[START OF Data provided]

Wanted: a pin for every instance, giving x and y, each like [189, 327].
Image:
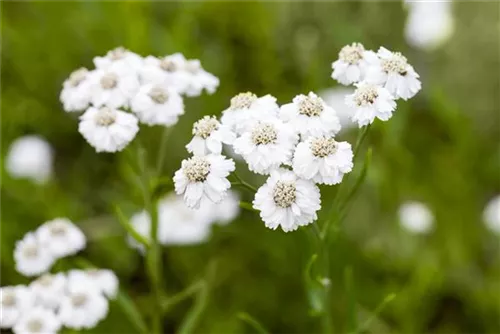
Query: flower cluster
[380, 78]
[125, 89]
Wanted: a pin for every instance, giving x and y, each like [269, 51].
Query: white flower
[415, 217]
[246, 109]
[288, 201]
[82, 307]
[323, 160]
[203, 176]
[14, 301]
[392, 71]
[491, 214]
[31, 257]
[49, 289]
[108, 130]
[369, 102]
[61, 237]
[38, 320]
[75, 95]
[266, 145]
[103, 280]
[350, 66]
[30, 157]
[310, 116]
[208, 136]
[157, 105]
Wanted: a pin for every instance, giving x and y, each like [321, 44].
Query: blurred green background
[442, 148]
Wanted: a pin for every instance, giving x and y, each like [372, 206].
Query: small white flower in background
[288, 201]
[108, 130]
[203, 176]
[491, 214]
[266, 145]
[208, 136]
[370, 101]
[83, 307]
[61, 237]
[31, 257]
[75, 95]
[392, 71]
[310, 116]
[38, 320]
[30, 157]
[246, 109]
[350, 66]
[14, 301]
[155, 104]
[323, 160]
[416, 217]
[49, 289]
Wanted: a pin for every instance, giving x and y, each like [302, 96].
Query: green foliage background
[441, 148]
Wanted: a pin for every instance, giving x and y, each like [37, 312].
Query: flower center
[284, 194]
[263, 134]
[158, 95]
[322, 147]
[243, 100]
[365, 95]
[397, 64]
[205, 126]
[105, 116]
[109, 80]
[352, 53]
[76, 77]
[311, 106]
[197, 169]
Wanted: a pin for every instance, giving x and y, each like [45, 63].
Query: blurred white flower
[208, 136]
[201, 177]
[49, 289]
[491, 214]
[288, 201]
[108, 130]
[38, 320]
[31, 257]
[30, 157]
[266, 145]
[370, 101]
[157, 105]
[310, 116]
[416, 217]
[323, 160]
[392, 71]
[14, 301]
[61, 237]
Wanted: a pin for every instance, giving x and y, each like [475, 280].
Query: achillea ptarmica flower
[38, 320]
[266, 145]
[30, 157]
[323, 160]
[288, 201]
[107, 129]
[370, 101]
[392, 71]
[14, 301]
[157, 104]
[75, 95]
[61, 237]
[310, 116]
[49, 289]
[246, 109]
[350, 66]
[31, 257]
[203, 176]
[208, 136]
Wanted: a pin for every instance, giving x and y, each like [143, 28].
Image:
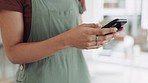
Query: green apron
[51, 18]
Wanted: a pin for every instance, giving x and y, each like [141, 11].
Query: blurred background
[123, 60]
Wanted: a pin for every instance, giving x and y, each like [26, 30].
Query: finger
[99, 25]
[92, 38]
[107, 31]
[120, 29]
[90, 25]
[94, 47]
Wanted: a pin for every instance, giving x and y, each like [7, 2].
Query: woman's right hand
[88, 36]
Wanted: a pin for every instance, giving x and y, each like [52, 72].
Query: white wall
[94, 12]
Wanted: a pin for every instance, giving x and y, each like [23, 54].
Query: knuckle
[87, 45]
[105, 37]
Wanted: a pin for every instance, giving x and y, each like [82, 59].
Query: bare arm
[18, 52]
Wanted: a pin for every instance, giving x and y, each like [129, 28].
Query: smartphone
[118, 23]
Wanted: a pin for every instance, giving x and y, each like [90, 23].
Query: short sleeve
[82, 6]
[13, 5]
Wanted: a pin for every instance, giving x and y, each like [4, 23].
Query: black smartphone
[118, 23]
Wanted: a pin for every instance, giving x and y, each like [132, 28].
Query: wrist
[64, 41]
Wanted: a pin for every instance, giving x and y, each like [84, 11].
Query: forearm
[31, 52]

[END OF Data provided]

- **What is asked**
Rescale the entries from the line containing "like [82, 59]." through the end of the entries, both included, rewriting every line (requests too) with each x and y coordinate of the answer points multiplied by 1.65 and rounded to a whole number, halves up. Leave the requests and their sample coordinates unchanged.

- **Final result**
Wanted: a pin for every instance, giving x and y, each like [82, 59].
Query: bare arm
[30, 86]
Wanted: a pin for every instance, giving x and y, each like [129, 28].
Query: smartphone
[195, 38]
Wanted: a pin for every instance, giving x and y, each like [90, 23].
Query: short sleeve
[135, 10]
[21, 8]
Wanted: a pin for every instance, giving x and y, each like [4, 23].
Query: black smartphone
[195, 38]
Wanted: a pin for every instance, giving x and y, each like [132, 28].
Query: wrist
[106, 68]
Wanted: a pin for every instance, giving x and y, each like [84, 11].
Query: forearm
[51, 86]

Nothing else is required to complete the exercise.